# SOURCE
================================
Mme Leila Aïchi, rapporteure . - Comme mon collègue Christian Cambon l'a déjà indiqué, les crédits du programme 105 sont en baisse, dans le PLF 2015 (- 2,5 %), et cette baisse résulte d'abord des hypothèses retenues pour les contributions obligatoires dues par la France aux organisations internationales et aux opérations de maintien de la paix. Je suis moi aussi fort sceptique sur certaines de ces hypothèses, notamment le taux de change entre le dollar et l'euro, qui devra vraisemblablement être révisé.

Cela dit, dans la baisse des contributions internationales, il faut mettre au crédit du Gouvernement un constant effort de la France pour faire adopter, par les 72 organisations internationales et autres instruments internationaux auxquels notre pays est partie, un budget en croissance zéro. La France adopte en effet, au sein des instances de gouvernance de ces organisations, une ligne systématique de rigueur, fondée sur l'évaluation de la performance et sur la bonne gestion. De manière générale, notre pays souhaite rationaliser et mieux maîtriser les coûts de fonctionnement du système onusien. C'est là une ligne qu'on ne peut que soutenir.

Par ailleurs, une économie de 6,3 millions d'euros par an résulte du retrait de la France de l'Organisation des Nations-unies pour le développement industriel (l'ONUDI), décidé en 2013. Ce retrait, vous le savez, était le premier qu'effectuait notre pays, acteur de premier plan dans le système multilatéral, d'une organisation internationale dont il était membre. D'après les indications qui nous ont été données, il n'est pas envisagé de poursuivre dans cette voie, car le retrait d'une organisation internationale n'entraîne d'économies significatives que si la contribution en cause est suffisamment importante ; or le retrait d'une organisation importante se traduit par un coût politique, en termes de recul d'influence internationale. Ce coût politique a été jugé mineur dans le cas de l'ONUDI, mais il ne le serait pas forcément dans le cas d'autres organisations.
================================
# BLOC DE DONNÉES

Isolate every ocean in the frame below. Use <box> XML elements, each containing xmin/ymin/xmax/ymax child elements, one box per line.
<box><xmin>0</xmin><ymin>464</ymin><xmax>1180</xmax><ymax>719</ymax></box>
================================
# CONSIGNES
A: Recopiez mot pour mot le passage du texte sur le programme 105 qui s'ouvre sur les mots « Mme Leila Aïchi, rapporteure » et se termine par « vraisemblablement être révisé. ».
B: Relevez tous les nombres écrits en chiffres dans le texte sur le programme 105, dans leur ordre d'apparition.
C: Rédigez la suite du texte sur le programme 105 à partir de sa dernière phrase.
Ces données proviennent d'une autre source.

# RÉSULTATS DE L'EXERCICE
A:
Mme Leila Aïchi, rapporteure . - Comme mon collègue Christian Cambon l'a déjà indiqué, les crédits du programme 105 sont en baisse, dans le PLF 2015 (- 2,5 %), et cette baisse résulte d'abord des hypothèses retenues pour les contributions obligatoires dues par la France aux organisations internationales et aux opérations de maintien de la paix. Je suis moi aussi fort sceptique sur certaines de ces hypothèses, notamment le taux de change entre le dollar et l'euro, qui devra vraisemblablement être révisé.

B:
- 105
- 2015
- 2,5
- 72
- 6,3
- 2013

C:
On notera en effet que la France ne verse actuellement que quatorze contributions obligatoires (l'ensemble des opérations de maintien de la paix étant compté comme l'une de ces contributions) dont le montant est plus important que celui qui était dû à l'ONUDI. Ces contributions concernent notamment l'ONU, l'OTAN, l'OMS, l'OCDE... que l'on voit mal la France quitter. À elles seules, ces contributions représentent plus de 90 % de celles que supporte le programme 105.

L'orientation à la baisse des crédits prévus pour l'année prochaine, pour le programme 105 comme pour la mission « Action extérieure de l'État » dans son ensemble, traduit également l'effort du ministère des affaires étrangères pour contribuer au redressement de nos comptes publics en poursuivant la baisse de ses effectifs. Je voudrai m'arrêter un instant sur ce sujet.

Le plafond d'emplois retenu par le PLF 2015 pour le programme 105 - c'est-à-dire l'administration centrale du Quai d'Orsay et le réseau diplomatique -, avec 7 920 ETPT, représente 65 % du plafond d'emplois de la mission « Action extérieure de l'État » l'année prochaine. Le réseau culturel, relevant du programme 185, disposera quant à lui de 918 ETPT et le réseau consulaire, objet du programme 151, de 3 334 ETPT.

Pour le programme 105, ce plafond représente une diminution de 109 ETPT, soit 1,35 % ; c'est la moitié de la diminution des effectifs programmée pour l'ensemble de la mission « Action extérieure de l'État ». Les dépenses de personnel associées à ces effectifs seront contenues, pour le programme 105, à 603,9 millions d'euros, soit une baisse de 0,3 % par rapport à 2014.

Selon les données transmises par le ministère, pour l'ensemble de celui-ci (donc en tenant compte de tous les programmes de la mission « Action extérieure » et du programme 209 « Solidarité avec les pays en développement » de la mission « Aide publique au développement »), les crédits de rémunération diminuent de 0,7 % par rapport à 2014. Sur la période du budget triennal 2015-2017, la diminution des emplois du ministère devrait atteindre 450 ETPT ; la répartition de ces diminutions entre programmes n'est cependant pas encore arbitrée au-delà de l'année prochaine. Cet objectif marque la poursuite d'une tendance engagée depuis près de dix ans. Je crois qu'il faut saluer cette contribution à l'effort de maîtrise de la dépense publique, aussi rude soit-elle.

De même, il faut saluer des mesures qui visent à limiter l'année prochaine, notamment, les frais de représentation et d'indemnités de changement de résidence.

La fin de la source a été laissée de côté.